> [Exercise task]:
Rewrite every line of the data below, requests included, scaling each point coordinate in the answers by 2.55 and rounding to the nearest whole number, with halves rounded up.

+---+

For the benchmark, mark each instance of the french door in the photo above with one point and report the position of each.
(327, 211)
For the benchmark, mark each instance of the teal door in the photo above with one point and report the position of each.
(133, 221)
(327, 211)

+---+

> [Solved problem]:
For the benchmark, mark each instance of the french door in the photo above with one point and report the position of each.
(834, 538)
For the benchmark, mark each instance of the teal door in the photo above with one point and report the position of each.
(339, 564)
(834, 538)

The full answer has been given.